### Очерк
☆ ☆ ☆ ☆

АБРАМ ПРИБЛУДА
ИЗ ДЕТСКИХ ЛЕТ.
И все-таки я поступаю в гимназию
(Большая часть этих очерков и статья Бориса Бернштейна об А. Приблуде,
опубликованы в: "Вестник Еврейского университета" # 4 (22). Москва 2000 – Иерусалим 5761, с. 321-356.)
Мои самые ранние воспоминания -- смерть бабушки и погром.
Смутно припоминается низенькая, несколько сгорбленная фигура бабушки. Тихие шажки, медленные движения, тихий разговор. Печальные глаза, в которых застыли накопившиеся годами робость и обиды от тех, с кем нельзя спорить. Изрезанный продольными морщинами лоб. Голова, повязанная по-крестьянски белым платком с торчащими под подбородком концами. В уголках губ -- бороздки. Такой глядела на нас бабушка с большого портрета, висящего в столовой рядом с портретом дедушки, задумчивого, с наивными, поднятыми, поднятыми кверху глазами, в круглой черной ермолке.
Бабушка умерла, когда мне было четыре года. Меня со старшей сестрой отослали к соседям. Весь день, до самой ночи, нас не пускали домой. Потом несколько дней дедушка, дядя Йойна и какие-то чужие дяди сидели на полу в чулках, никуда не ходили и тут же на полу ели. По утрам надевали на голову и на обнаженные руки блестящие черные коробочки, накрывались талесами и молились Боrу. Потом посторонние ушли. В доме все стало по прежнему. Только бабушки уже не было.
Более четко помню второе событие.
Медленно движется по мостовой толпа
бородатых людей. В руках -- хоругви, впереди
на полотенцах -- царский портрет. Идут мимо
нашего подвала и поют "Боже царя храни".
Вдруг начинается суматоха. Бегут, бросаются
во все стороны. На противоположной стороне
улицы грохочут железные шторы в слесарной
мастерской Шаца, падают разбиваемые стекла,
кричат, плачут. Мама ломает руки, загоняет
нас в дом и уводит в заднюю комнату.
Запирают ставни и двери на засовы хотя на
улице еще светло. Говорят шепотом (шопотом),
прислушиваются. Это было в пятницу, в канун
субботы. На столе на белой скатерти горели
две субботние свечи в бабушкиных
подсвечниках. Дедушка вполголоса читал
нараспев "тегилим"

☆ ☆ ☆ ☆

### Предоставленные записи

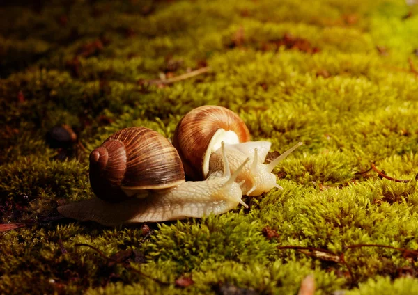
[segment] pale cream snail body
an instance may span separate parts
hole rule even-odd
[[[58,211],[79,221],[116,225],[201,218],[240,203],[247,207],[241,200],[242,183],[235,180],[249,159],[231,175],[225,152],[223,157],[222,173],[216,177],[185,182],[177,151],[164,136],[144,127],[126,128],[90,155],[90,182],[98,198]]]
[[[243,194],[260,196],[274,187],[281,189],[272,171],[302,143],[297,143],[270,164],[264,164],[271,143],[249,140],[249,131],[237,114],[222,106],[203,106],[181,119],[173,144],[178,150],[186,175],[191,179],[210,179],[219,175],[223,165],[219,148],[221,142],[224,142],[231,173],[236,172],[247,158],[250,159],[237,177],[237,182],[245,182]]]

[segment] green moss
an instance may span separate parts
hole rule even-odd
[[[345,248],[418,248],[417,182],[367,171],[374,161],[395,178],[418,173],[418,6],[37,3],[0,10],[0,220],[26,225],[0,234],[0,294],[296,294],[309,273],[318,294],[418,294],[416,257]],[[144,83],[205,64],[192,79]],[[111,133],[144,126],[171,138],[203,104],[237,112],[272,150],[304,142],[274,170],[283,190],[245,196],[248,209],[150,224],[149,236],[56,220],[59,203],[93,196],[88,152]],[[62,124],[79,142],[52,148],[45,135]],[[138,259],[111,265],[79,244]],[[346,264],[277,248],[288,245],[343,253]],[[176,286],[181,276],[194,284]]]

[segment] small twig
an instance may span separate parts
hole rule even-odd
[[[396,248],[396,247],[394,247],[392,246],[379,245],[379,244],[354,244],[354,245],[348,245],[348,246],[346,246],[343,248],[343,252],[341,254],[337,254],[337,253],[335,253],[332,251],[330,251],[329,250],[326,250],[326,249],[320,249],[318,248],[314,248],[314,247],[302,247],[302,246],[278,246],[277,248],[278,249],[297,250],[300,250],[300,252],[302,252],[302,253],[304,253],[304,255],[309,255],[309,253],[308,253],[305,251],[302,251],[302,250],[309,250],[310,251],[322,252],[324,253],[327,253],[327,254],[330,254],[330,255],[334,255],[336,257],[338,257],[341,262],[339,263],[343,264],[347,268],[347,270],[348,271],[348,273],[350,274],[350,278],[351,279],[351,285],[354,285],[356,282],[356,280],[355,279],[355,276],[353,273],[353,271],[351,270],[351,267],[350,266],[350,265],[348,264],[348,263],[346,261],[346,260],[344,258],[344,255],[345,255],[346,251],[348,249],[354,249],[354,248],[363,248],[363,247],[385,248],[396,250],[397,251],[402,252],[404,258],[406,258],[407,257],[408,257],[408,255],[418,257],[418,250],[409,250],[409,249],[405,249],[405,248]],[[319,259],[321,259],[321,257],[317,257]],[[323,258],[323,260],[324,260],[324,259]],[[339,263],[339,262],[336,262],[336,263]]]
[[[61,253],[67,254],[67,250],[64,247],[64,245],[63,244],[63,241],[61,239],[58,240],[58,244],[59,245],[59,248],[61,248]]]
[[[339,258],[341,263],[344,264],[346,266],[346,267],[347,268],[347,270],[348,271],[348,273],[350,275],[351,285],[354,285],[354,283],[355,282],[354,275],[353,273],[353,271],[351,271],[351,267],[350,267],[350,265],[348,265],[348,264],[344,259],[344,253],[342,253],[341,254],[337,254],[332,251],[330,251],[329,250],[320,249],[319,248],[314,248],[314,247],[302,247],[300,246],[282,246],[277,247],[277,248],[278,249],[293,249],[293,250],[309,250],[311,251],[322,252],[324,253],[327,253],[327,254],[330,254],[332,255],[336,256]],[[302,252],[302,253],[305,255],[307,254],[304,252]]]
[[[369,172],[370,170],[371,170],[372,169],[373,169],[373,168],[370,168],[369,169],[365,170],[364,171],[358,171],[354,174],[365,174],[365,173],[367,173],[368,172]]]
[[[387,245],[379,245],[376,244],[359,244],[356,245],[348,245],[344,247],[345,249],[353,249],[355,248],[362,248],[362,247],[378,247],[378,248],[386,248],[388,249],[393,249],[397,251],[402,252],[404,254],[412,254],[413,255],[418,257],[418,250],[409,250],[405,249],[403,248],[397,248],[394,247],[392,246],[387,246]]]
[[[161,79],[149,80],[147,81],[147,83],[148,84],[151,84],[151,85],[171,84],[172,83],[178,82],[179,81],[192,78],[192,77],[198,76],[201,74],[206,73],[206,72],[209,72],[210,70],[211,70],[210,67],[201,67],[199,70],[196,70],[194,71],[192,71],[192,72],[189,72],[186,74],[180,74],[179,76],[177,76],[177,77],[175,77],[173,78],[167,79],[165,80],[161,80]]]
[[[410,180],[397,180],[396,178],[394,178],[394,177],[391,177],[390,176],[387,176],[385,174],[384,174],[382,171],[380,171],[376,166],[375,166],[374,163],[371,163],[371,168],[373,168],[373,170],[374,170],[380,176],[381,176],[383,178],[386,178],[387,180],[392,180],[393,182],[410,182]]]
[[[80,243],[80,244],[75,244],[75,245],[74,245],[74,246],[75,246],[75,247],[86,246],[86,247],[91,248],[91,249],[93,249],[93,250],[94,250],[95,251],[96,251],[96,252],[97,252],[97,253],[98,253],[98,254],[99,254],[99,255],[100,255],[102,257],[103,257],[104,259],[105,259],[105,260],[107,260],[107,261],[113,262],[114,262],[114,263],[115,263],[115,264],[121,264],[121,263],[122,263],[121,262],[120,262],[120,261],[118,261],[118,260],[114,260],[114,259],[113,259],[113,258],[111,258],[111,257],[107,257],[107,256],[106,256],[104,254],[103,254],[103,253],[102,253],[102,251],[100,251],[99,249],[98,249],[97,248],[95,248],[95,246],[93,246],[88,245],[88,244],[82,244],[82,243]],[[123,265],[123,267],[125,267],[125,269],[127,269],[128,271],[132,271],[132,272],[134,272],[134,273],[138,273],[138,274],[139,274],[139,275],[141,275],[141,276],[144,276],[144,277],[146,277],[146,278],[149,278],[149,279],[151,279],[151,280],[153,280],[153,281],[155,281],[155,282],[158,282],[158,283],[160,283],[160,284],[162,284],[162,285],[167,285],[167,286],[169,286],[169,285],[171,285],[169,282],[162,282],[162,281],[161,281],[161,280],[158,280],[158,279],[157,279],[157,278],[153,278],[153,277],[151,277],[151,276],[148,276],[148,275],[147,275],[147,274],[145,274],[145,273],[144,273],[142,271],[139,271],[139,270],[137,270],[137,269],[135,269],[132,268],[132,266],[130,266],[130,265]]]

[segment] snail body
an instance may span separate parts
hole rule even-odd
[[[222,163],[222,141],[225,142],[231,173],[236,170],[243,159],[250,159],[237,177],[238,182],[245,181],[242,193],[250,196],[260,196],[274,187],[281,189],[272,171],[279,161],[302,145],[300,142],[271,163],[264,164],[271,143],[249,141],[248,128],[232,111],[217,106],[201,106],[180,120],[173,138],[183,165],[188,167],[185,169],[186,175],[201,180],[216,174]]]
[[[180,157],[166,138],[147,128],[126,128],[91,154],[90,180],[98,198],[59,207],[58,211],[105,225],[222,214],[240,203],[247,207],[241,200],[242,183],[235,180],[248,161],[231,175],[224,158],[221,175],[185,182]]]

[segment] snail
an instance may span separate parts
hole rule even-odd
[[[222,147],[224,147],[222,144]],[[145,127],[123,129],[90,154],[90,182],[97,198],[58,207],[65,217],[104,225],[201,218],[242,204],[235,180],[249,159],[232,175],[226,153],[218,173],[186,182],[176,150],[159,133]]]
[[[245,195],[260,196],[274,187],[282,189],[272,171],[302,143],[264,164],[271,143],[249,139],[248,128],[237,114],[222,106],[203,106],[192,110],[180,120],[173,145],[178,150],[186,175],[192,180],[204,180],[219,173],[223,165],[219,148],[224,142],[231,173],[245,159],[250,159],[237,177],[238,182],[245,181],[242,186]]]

☆ ☆ ☆ ☆

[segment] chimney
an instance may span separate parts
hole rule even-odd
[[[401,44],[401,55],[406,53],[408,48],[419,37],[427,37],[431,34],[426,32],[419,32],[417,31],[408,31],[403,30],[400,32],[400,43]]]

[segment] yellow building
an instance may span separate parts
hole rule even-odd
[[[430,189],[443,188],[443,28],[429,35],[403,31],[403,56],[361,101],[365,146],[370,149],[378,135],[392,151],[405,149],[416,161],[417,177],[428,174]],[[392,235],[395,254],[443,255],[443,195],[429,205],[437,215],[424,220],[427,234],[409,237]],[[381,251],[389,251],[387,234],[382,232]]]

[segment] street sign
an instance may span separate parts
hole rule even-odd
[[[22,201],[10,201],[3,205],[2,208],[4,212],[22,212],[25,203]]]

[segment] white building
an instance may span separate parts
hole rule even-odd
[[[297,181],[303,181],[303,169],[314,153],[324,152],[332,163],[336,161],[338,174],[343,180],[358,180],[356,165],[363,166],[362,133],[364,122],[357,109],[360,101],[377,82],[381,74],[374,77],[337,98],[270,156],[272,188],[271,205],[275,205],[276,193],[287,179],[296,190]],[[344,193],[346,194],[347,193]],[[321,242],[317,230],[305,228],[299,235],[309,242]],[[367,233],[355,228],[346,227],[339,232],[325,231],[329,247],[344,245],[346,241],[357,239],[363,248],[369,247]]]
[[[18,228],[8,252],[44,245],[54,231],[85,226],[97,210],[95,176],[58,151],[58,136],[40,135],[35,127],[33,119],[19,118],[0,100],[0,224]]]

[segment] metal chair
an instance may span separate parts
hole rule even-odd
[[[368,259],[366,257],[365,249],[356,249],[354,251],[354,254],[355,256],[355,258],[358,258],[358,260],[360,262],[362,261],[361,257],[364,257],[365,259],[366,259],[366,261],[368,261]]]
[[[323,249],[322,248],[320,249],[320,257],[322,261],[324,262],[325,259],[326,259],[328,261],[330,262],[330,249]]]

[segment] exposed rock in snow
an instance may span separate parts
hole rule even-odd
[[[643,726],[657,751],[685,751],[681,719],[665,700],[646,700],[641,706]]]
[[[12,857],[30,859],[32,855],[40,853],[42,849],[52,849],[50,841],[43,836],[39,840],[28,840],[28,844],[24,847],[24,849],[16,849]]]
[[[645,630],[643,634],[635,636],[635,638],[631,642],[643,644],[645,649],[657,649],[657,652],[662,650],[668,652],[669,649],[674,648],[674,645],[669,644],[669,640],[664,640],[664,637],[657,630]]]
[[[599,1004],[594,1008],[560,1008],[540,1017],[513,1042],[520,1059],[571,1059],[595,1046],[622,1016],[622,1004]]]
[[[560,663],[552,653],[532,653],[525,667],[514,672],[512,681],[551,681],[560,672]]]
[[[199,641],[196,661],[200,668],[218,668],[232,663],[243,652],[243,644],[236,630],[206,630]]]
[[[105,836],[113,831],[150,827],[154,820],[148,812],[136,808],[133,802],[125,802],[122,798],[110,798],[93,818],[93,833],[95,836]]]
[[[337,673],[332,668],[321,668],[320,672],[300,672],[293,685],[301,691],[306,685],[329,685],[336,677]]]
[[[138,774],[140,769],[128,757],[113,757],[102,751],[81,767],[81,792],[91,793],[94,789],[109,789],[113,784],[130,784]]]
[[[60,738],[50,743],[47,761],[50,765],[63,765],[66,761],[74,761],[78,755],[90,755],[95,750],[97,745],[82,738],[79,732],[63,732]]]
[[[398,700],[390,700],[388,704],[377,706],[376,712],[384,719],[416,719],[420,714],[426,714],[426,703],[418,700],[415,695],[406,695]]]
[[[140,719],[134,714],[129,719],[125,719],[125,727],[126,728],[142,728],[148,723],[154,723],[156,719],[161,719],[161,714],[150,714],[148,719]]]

☆ ☆ ☆ ☆

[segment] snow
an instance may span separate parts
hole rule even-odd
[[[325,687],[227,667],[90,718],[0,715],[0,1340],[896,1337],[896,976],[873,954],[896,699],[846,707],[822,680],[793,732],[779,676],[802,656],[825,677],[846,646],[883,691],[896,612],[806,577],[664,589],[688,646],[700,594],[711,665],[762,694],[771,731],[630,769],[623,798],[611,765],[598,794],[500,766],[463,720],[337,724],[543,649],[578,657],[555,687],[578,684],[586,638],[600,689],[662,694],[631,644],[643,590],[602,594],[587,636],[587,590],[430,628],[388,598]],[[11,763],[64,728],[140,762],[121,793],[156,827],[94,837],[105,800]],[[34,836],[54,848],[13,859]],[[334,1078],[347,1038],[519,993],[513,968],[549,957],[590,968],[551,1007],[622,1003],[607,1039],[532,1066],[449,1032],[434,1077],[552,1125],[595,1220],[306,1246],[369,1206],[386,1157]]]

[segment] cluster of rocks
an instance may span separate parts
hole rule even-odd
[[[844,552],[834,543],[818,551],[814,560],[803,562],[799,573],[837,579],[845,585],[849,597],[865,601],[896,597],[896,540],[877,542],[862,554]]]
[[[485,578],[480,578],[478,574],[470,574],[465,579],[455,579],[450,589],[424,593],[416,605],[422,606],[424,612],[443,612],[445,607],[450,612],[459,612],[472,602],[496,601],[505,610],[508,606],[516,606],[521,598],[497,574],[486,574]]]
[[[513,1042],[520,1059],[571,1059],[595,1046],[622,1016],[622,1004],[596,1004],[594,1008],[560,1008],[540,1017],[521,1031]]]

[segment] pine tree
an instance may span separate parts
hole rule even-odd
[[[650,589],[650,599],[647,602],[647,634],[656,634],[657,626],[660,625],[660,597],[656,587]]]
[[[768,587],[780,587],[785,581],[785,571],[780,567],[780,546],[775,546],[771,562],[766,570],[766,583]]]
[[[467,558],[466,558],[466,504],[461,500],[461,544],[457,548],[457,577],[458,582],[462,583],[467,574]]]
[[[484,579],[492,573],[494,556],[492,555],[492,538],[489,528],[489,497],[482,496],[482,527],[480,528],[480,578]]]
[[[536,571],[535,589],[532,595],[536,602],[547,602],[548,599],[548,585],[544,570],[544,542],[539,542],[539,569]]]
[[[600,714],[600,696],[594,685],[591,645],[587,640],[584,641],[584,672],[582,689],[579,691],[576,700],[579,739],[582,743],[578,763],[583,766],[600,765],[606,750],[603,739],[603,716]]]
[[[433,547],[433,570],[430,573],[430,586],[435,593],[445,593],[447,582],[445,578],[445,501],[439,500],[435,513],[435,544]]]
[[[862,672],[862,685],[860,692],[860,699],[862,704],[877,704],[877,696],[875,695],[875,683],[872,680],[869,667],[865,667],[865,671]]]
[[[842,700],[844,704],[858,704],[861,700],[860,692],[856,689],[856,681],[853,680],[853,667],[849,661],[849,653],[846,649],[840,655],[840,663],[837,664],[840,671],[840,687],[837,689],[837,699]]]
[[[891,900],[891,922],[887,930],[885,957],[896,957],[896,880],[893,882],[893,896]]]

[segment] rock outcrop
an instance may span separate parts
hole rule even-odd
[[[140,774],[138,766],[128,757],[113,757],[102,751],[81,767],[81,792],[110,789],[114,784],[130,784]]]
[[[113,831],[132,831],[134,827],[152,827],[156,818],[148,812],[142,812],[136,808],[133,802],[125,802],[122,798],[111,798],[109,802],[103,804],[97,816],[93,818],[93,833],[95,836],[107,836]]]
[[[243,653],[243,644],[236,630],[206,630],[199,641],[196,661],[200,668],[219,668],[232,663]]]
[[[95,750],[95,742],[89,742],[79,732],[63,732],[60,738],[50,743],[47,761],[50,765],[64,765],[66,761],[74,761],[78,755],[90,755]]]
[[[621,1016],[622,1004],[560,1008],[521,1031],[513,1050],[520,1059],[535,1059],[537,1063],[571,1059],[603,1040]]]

☆ ☆ ☆ ☆

### Список заданий
a: Перечислите всех родственников, упомянутых в очерке, называя их так, как они названы в тексте.
b: Выведите из очерка всё, начиная со слов «АБРАМ ПРИБЛУДА» и вплоть до слов «бабушки и погром.», без единого изменения.
c: Напишите продолжение очерка о ранних детских воспоминаниях, начиная сразу после последнего приведенного предложения.

### Итоговые ответы
a: бабушка, дедушка, дядя Йойна, старшая сестра, мама

b:
АБРАМ ПРИБЛУДА
ИЗ ДЕТСКИХ ЛЕТ.
И все-таки я поступаю в гимназию
(Большая часть этих очерков и статья Бориса Бернштейна об А. Приблуде,
опубликованы в: "Вестник Еврейского университета" # 4 (22). Москва 2000 – Иерусалим 5761, с. 321-356.)
Мои самые ранние воспоминания -- смерть бабушки и погром.

c:
/псалмы/ и все время повторял: "Готеню,
Готеню" /Боже, о, Боже!/
Утром мама пошла с нами, тремя детьми, на
окраину города, в больницу. Старшая сестра и
я шли по бокам, а мама с младшим братиком на
руках посередине. В больнице было уже много
мам с детьми и узелками, в передней, на
ступеньках, во дворе. Потом всех попросили
уйти, и мама повела нас к папиному знакомому
помощнику пристава господину Ногорскому.
На верхней губе его топорщились тонкие
кошачьи усы, на сапогах звенели шпоры. Он
тоже велел нам уйти, и мы пошли дальше. Потом
мы сидели в саду детской лечебницы у оврага.
На дне оврага протекала речка. Мы с сестрой
бросали в воду опавшие листья и следили за
тем, как они медленной флотилией
продвигались вперед. На повороте листья
попадали в водоворот. Вода их глотала,
кружила, выплевывала и куда-то уносила. За
ними двигались другие снаряженные нами
флотилии. Водоворот их также разбивал,
глотал и уносил.
Стемнело. Мамы стали между собой
говорить, что в городе уже тихо, что можно идти
домой, и мы пошли домой. С нами шли еще мамы и
дети. Много мам и много детей.
На следующее утро я нашел в каморке под лестницей,
куда папа складывал бумажные обрезки от
переплетенных книг, блестящую упругую
пружину с прикрепленной к ней гирькой. Не
успел я вдоволь насладиться находкой, как
папа с яростью вырвал ее у меня.
"Идиот!", закричал он на меня с
неприсущей ему злобой: "нашел себе
игрушку!". Он сорвал гирьку с пружины и
закинул ее вглубь каморки.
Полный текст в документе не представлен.